[Dataset excerpt]
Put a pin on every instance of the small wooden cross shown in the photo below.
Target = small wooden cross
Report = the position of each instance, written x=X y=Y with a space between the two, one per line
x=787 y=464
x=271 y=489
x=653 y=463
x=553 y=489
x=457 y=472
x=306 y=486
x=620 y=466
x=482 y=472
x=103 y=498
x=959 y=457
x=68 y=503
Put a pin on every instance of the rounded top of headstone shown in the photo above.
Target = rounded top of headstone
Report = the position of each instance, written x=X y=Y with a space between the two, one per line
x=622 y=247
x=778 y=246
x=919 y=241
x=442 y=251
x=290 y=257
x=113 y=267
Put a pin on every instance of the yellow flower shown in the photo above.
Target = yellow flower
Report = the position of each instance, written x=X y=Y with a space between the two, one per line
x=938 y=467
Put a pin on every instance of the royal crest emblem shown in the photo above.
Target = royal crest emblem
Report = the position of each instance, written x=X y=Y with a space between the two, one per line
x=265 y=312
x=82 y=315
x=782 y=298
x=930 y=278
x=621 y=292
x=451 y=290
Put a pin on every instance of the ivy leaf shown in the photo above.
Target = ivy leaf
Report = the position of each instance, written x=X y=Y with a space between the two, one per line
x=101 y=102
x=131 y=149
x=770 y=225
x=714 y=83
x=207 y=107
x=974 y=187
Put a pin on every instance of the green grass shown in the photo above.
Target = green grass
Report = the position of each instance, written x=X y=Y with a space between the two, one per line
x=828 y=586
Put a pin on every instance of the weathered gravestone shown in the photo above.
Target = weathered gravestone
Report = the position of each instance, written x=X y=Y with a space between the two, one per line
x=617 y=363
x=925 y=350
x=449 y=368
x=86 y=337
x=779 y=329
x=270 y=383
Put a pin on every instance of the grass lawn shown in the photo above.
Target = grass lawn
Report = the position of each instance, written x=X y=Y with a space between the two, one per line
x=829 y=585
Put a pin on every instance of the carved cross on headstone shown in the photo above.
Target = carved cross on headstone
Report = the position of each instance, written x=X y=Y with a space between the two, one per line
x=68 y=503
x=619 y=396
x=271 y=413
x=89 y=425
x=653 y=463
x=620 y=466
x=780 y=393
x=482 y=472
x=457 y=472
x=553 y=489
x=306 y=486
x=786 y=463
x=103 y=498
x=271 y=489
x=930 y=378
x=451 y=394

### Task prompt
Put every line of the items above into a Markdown table with two columns, Row and Item line. Number each line in order and leave out any blank lines.

### Exercise solution
| Row | Item line |
|---|---|
| 1 | Put a pin on every instance of the small wooden cross shown in the photo below. |
| 2 | Target = small wooden cross |
| 3 | Report = the position of each instance, written x=X y=Y with a space between the two, one per line |
| 4 | x=787 y=464 |
| 5 | x=271 y=489 |
| 6 | x=653 y=463 |
| 7 | x=553 y=489 |
| 8 | x=457 y=472 |
| 9 | x=306 y=486 |
| 10 | x=620 y=466 |
| 11 | x=482 y=472 |
| 12 | x=103 y=498 |
| 13 | x=959 y=457 |
| 14 | x=68 y=503 |
| 15 | Put a pin on every instance of the rounded top of headstone shown in the photo above. |
| 16 | Target = rounded top of headstone |
| 17 | Report = the position of each instance, written x=X y=Y with a space between the two, one per line |
| 18 | x=622 y=247 |
| 19 | x=778 y=246 |
| 20 | x=919 y=241 |
| 21 | x=442 y=251 |
| 22 | x=290 y=257 |
| 23 | x=113 y=267 |
| 24 | Put a pin on every instance of the yellow flower shown in the photo above. |
| 25 | Target = yellow flower |
| 26 | Report = the position of each instance, written x=X y=Y with a space between the two, one per line |
| 27 | x=938 y=467 |
| 28 | Put a pin on every instance of the royal crest emblem shown in the photo above. |
| 29 | Target = royal crest emblem |
| 30 | Report = the position of each instance, written x=X y=Y with a space between the two, one per line |
| 31 | x=265 y=312 |
| 32 | x=82 y=315 |
| 33 | x=782 y=298 |
| 34 | x=930 y=278 |
| 35 | x=621 y=292 |
| 36 | x=451 y=290 |
| 37 | Put a pin on every instance of the ivy leaf shown in the photo above. |
| 38 | Target = ivy leaf |
| 39 | Report = the position of each instance, written x=X y=Y with a space between the two, one per line |
| 40 | x=101 y=102 |
| 41 | x=131 y=149 |
| 42 | x=770 y=225 |
| 43 | x=714 y=83 |
| 44 | x=207 y=107 |
| 45 | x=974 y=187 |
| 46 | Put a pin on every instance of the green grass shown in the photo above. |
| 47 | Target = green grass |
| 48 | Report = the position of each instance, written x=X y=Y with a space between the two, one per line |
| 49 | x=828 y=586 |
| 50 | Put a pin on every instance of the weathered gravestone shown in the photo above. |
| 51 | Target = weathered gravestone |
| 52 | Report = the position of each instance, written x=X y=Y with a space between the two, one per line |
| 53 | x=617 y=363 |
| 54 | x=925 y=350 |
| 55 | x=449 y=368 |
| 56 | x=86 y=337 |
| 57 | x=779 y=329 |
| 58 | x=270 y=383 |
| 59 | Put a pin on every instance of the grass lawn shown in the photo above. |
| 60 | Target = grass lawn |
| 61 | Report = the position of each instance, written x=X y=Y with a space between the two, one per line |
| 62 | x=829 y=585 |
| 63 | Put a pin on every instance of the carved cross on headstone shown in the photo above. |
| 64 | Target = carved cross on headstone |
| 65 | Report = the position of each instance, written x=X y=Y with a space between the two, one per line |
| 66 | x=68 y=503 |
| 67 | x=619 y=396 |
| 68 | x=271 y=413 |
| 69 | x=89 y=425 |
| 70 | x=653 y=463 |
| 71 | x=620 y=466 |
| 72 | x=780 y=393 |
| 73 | x=482 y=472 |
| 74 | x=457 y=472 |
| 75 | x=553 y=489 |
| 76 | x=306 y=486 |
| 77 | x=786 y=463 |
| 78 | x=103 y=498 |
| 79 | x=271 y=489 |
| 80 | x=930 y=378 |
| 81 | x=451 y=394 |